> [WORK INSTRUCTIONS]:
Make the copy match the entries below exactly, with no pictures carried over.

> [TASK INPUTS]:
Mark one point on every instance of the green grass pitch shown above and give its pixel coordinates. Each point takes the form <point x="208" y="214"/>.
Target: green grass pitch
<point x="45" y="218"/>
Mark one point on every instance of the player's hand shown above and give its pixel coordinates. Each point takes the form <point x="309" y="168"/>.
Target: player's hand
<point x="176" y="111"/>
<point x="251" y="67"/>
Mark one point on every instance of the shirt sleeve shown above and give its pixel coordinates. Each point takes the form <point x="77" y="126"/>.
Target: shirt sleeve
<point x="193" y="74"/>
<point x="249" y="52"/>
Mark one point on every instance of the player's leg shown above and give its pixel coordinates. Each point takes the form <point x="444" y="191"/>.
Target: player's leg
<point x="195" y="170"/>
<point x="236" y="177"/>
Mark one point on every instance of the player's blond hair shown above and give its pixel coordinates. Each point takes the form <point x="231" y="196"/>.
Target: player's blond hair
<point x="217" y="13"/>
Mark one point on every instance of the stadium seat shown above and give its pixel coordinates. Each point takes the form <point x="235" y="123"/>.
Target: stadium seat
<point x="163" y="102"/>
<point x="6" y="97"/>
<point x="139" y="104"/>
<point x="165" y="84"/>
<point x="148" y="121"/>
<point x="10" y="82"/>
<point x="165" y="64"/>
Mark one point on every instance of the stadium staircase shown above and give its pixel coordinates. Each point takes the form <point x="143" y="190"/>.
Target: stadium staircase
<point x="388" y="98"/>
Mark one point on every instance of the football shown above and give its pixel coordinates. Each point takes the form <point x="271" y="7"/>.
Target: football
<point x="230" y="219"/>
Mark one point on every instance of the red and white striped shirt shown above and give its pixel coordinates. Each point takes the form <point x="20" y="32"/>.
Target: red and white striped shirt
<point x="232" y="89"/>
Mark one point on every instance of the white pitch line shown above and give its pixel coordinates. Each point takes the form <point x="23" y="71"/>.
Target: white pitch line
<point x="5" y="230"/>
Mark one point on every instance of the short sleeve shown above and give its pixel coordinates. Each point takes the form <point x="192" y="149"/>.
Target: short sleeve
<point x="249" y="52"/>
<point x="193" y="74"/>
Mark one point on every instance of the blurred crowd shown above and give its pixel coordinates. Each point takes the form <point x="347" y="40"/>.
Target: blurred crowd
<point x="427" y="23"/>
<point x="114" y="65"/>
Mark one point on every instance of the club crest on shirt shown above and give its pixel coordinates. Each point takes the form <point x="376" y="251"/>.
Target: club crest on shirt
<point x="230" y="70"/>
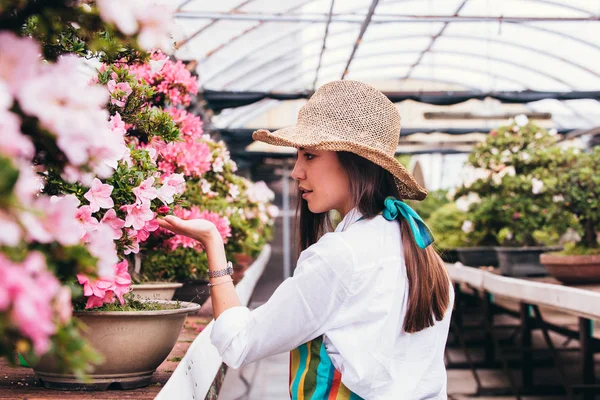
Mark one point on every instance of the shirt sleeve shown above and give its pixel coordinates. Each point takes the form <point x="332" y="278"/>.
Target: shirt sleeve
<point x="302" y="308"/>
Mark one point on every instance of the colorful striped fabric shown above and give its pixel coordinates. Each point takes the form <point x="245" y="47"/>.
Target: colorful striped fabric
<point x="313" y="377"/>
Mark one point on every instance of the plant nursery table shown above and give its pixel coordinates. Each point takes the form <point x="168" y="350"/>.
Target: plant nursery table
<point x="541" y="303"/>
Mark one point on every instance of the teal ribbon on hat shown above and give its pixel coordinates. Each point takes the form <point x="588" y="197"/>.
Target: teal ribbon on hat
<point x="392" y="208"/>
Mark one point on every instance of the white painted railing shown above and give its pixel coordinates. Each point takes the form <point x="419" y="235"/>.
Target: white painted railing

> [EXERCISE RESULT]:
Mark one point on every instance of the green grass pitch shown above and give its pixel coordinates. Each point takes the form <point x="208" y="214"/>.
Target: green grass pitch
<point x="45" y="218"/>
Mark one point on every instance of the player's hand shown above and give its pixel coordinates. Each point takes the form <point x="309" y="168"/>.
Target: player's hand
<point x="176" y="111"/>
<point x="251" y="67"/>
Mark one point on every instance of the shirt sleeve shown above and give its pixel coordinates. Each point takes the form <point x="77" y="126"/>.
Target: shirt sleeve
<point x="193" y="74"/>
<point x="249" y="52"/>
Mark one point on every instance of the player's leg shown above and give its pixel coordinates. Each point takes the form <point x="444" y="191"/>.
Target: player's leg
<point x="195" y="170"/>
<point x="236" y="177"/>
Mark one point on every instance of the player's blond hair shown above and give its pixel coordinates. Each point takes the form <point x="231" y="196"/>.
Target: player's blond hair
<point x="217" y="13"/>
Mark one point on every instance of the stadium seat shown above and give its pixel coordinates. Each point takes the form <point x="235" y="123"/>.
Target: stadium seat
<point x="163" y="102"/>
<point x="6" y="97"/>
<point x="139" y="104"/>
<point x="165" y="84"/>
<point x="148" y="121"/>
<point x="10" y="82"/>
<point x="165" y="64"/>
Mark one point on every instance of the stadium staircase shown above and give its pixel coordinates. Each point takes the form <point x="143" y="190"/>.
Target: stadium staircase
<point x="388" y="98"/>
Mark one point on every instance of the football shown above and give its pixel coordinates. Each point takes the form <point x="271" y="7"/>.
Target: football
<point x="230" y="219"/>
Mark one point on every instance of the red and white striped shirt shown above and give its pixel coordinates. Each point takes the form <point x="20" y="32"/>.
Target: red and white striped shirt
<point x="232" y="89"/>
Mark one point on every instance of the white pitch line shown above and give its pixel coordinates. Each point takes the form <point x="23" y="71"/>.
Target: white pitch line
<point x="5" y="230"/>
Mark one point on every instance of the short sleeve shown above and give its pixel coordinates. Each point takes the form <point x="192" y="149"/>.
Target: short sleeve
<point x="249" y="52"/>
<point x="193" y="74"/>
Mark one point on every instance of the blurred crowd shown above and give its pixel coordinates. Each point takes the form <point x="347" y="40"/>.
Target: blurred crowd
<point x="427" y="23"/>
<point x="114" y="65"/>
Mark one point on every instance of the club crest on shirt shown above and give its pixel coordinates. Each point takes the form <point x="376" y="251"/>.
Target: club crest on shirt
<point x="230" y="70"/>
Mark one point on every instance of the shirt sleeve shown above and give its pixel coordinates. Each point takes the form <point x="332" y="278"/>.
Target: shirt sleeve
<point x="302" y="308"/>
Mark one point on every instance of the colorful striped fabric shown above and give its pixel coordinates. Each point takes the form <point x="245" y="47"/>.
Target: colorful striped fabric
<point x="313" y="377"/>
Mark one point on every instance of the plant nursery table shown above and give its pixel coordinates. Each point takes the form <point x="168" y="350"/>.
Target: plant nursery table
<point x="541" y="303"/>
Mark one point on every instance of the teal ribbon on hat shown above and give its pixel coordinates. Each point takes the form <point x="588" y="197"/>.
Target: teal ribbon on hat
<point x="392" y="208"/>
Mark one point on every instance of the white painted railing shown above and give its pixel coordinates. Each point takes the form <point x="419" y="235"/>.
Target: white painted railing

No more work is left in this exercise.